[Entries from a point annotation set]

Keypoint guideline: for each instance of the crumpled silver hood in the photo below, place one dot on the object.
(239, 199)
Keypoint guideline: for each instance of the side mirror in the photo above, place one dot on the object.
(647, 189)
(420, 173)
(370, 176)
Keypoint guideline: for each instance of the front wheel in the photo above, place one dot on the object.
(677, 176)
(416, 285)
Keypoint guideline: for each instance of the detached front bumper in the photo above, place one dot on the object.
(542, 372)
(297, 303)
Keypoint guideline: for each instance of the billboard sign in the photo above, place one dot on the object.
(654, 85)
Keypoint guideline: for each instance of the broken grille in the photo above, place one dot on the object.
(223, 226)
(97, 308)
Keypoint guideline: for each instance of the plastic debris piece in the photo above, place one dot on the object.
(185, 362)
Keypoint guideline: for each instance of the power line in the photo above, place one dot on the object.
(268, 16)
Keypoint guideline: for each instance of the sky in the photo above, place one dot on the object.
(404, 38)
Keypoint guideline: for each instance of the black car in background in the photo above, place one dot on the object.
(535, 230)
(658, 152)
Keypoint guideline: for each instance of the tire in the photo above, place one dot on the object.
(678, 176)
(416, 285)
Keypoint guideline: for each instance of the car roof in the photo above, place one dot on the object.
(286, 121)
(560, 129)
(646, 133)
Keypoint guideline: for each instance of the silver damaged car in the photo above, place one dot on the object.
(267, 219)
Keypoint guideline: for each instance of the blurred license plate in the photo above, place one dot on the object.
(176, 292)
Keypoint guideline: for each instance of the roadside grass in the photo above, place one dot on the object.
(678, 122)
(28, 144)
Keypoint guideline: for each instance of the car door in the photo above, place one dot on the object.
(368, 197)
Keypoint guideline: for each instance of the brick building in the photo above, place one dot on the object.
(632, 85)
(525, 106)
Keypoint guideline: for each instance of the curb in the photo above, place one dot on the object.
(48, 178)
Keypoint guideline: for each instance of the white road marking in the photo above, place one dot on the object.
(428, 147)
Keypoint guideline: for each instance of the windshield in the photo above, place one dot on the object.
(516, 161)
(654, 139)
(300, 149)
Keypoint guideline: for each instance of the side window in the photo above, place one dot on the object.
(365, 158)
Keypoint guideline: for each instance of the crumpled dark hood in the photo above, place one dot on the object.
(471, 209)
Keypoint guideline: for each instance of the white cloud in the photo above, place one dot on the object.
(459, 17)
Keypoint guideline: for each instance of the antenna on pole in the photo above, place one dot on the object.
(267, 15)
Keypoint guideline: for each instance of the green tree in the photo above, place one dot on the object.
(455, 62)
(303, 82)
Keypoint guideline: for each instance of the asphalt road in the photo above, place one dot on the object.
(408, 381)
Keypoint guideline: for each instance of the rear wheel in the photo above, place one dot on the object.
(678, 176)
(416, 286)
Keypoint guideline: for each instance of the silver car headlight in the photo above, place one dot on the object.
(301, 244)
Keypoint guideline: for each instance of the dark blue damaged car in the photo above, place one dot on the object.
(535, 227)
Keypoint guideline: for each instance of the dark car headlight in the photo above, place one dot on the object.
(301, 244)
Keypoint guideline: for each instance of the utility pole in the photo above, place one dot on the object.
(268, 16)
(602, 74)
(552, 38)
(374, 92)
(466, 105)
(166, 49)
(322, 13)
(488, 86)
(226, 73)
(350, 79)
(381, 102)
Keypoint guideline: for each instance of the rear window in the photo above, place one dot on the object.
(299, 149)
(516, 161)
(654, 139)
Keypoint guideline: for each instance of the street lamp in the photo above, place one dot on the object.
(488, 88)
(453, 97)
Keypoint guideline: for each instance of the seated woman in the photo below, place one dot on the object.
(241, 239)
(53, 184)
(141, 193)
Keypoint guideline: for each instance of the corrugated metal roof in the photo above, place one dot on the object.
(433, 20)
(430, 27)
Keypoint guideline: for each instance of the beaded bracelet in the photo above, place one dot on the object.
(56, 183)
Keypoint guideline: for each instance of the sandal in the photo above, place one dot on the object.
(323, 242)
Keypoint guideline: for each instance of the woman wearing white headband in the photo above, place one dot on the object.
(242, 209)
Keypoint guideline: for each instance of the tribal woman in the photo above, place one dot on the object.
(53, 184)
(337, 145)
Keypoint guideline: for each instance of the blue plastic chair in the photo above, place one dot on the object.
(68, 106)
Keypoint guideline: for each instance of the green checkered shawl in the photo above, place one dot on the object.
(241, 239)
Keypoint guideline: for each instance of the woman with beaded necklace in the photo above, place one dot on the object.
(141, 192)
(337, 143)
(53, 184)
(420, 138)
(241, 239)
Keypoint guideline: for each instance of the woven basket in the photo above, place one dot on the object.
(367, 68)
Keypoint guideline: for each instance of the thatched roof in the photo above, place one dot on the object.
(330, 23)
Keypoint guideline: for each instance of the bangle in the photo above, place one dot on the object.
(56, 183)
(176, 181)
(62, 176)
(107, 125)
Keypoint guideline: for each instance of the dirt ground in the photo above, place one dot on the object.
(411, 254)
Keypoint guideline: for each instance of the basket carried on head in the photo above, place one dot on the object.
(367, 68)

Instruction » Above are some records; repeat all of them exactly.

Answer to the problem »
Keypoint guideline: for each instance of the crumpled silver hood in the photo below, place one dot on the object.
(239, 199)
Keypoint guideline: for each instance of the side mirror in the photo above, place one dot on the object.
(647, 189)
(420, 173)
(370, 176)
Keypoint guideline: for each instance of the front wheel in the photo above, place one dot on the object.
(677, 176)
(416, 285)
Keypoint guideline: for each instance of the detached front bumper in the photo above, place one dot on the object.
(542, 372)
(297, 303)
Keypoint guideline: for each instance of the billboard sign in the photo above, place one dot on the object.
(654, 85)
Keypoint guideline: for each instance of the broken grille in the photo above, place one dot on the object.
(223, 226)
(97, 308)
Keypoint guideline: for each instance of the plastic debris piece in the photo above, place one dot on the object.
(185, 362)
Keypoint guideline: for each instance of the power line in the photo above, place one dot on the object.
(268, 16)
Keypoint guideline: for each instance of the sky in the photo above, place one dot on the object.
(404, 38)
Keypoint guideline: for each instance of the black car in background in the photo above, place one dot on the object.
(535, 230)
(658, 152)
Keypoint guideline: for each instance of the tire in the photo above, place one dot on the object.
(678, 176)
(416, 285)
Keypoint guideline: for each instance of the car roof in the photo above, place one dot on the object.
(286, 121)
(560, 129)
(646, 133)
Keypoint guideline: for each instance of the silver damaged car in the photo above, place one dot on the object.
(267, 219)
Keypoint guideline: for each instance of the blurred license plate in the photo above, place one dot on the object.
(176, 292)
Keypoint guideline: for each instance of the roadside grass in the photo above, place one dot on the object.
(678, 122)
(28, 144)
Keypoint guideline: for each instance of the car door in the photo above, place one dot on the object.
(368, 197)
Keypoint guideline: for each instance of the brick building in the photo above, place one dot on the object.
(632, 85)
(525, 106)
Keypoint guideline: for each instance of the curb in the photo above, place one dot on the object.
(48, 178)
Keypoint guideline: for each instance of the white road marking in the photo above, place one dot on the object.
(428, 147)
Keypoint guideline: for each instance of the windshield in the photo above, place one dot on the object.
(516, 161)
(654, 139)
(300, 149)
Keypoint guideline: for each instance of the side window in the photo above, place one dot on the object.
(365, 158)
Keypoint guideline: for each instance of the crumpled dark hood in the photo above, place one dot on the object.
(471, 209)
Keypoint guideline: for each instance of the white cloud in the photo above, place one dot on the object.
(459, 17)
Keypoint guideline: for each instance of the antenna on pole in the photo above, place one dot on the object.
(267, 15)
Keypoint guideline: for each instance of the green tree in the photo above, place one dot on the object.
(455, 62)
(303, 82)
Keypoint guideline: for each instance of the asphalt road in the photo above, place one dot on the object.
(408, 381)
Keypoint guideline: for each instance of the rear wheel in the photo above, place one dot on the object.
(678, 176)
(416, 286)
Keypoint guideline: for each instance of the silver car headlight in the photo above, place one dot on the object.
(301, 244)
Keypoint guideline: for each instance of the dark blue damaged car in the photo above, place one dot on the object.
(535, 227)
Keypoint guideline: for each instance of the dark car headlight in the photo above, place one dot on the object.
(301, 244)
Keypoint guideline: for each instance of the utility pole in the photo above, place one dot on the object.
(268, 16)
(602, 74)
(552, 38)
(374, 92)
(466, 105)
(166, 49)
(322, 13)
(488, 86)
(226, 73)
(350, 79)
(381, 102)
Keypoint guideline: for each instance of the rear window in the photo above, place one dot on the object.
(299, 149)
(516, 161)
(654, 139)
Keypoint guideline: for each instance of the street lamp in the photo above, place one dot on the object.
(488, 88)
(453, 97)
Keypoint guideline: for each instance of the seated woman in the photo below, place one dot on the object.
(241, 239)
(53, 184)
(141, 193)
Keypoint guideline: for each instance of the corrugated metal roof in the photo above, place one dot on the object.
(433, 20)
(430, 27)
Keypoint guideline: for each instance of the beaded bracelet in the photo above, place one dot on the object.
(56, 183)
Keypoint guideline: for each instance of the sandal in the photo above, place one dot on the object.
(323, 242)
Keypoint guideline: for each instance of the woman wearing white headband in the photo above, place one dot on the object.
(242, 209)
Keypoint guideline: for each instance of the tribal woman in the photo above, place one dot on the object.
(53, 184)
(337, 145)
Keypoint guideline: for each instance of the blue plastic chair in the photo above, place one dot on the object.
(68, 106)
Keypoint guideline: for each instance of the green checkered shawl in the photo above, place one dot on the object.
(241, 239)
Keypoint guideline: for each instance of the woman with beaded necklace in the photo above, place one dot on the object.
(141, 192)
(337, 143)
(53, 184)
(420, 138)
(241, 239)
Keypoint guideline: for each instance of the woven basket in the photo above, place one dot on the object.
(367, 68)
Keypoint guideline: for each instance of the thatched roof in the photo above, place one dot on the object.
(330, 23)
Keypoint guideline: for each instance of the bangle in the photo above, place one dot on the object.
(56, 183)
(176, 181)
(62, 176)
(107, 125)
Keypoint guideline: for each instance of the dirt ground in the photo above, place one dot on the object.
(411, 254)
Keypoint guideline: for each instance of the basket carried on head in the photo above, place one dot on the object.
(367, 68)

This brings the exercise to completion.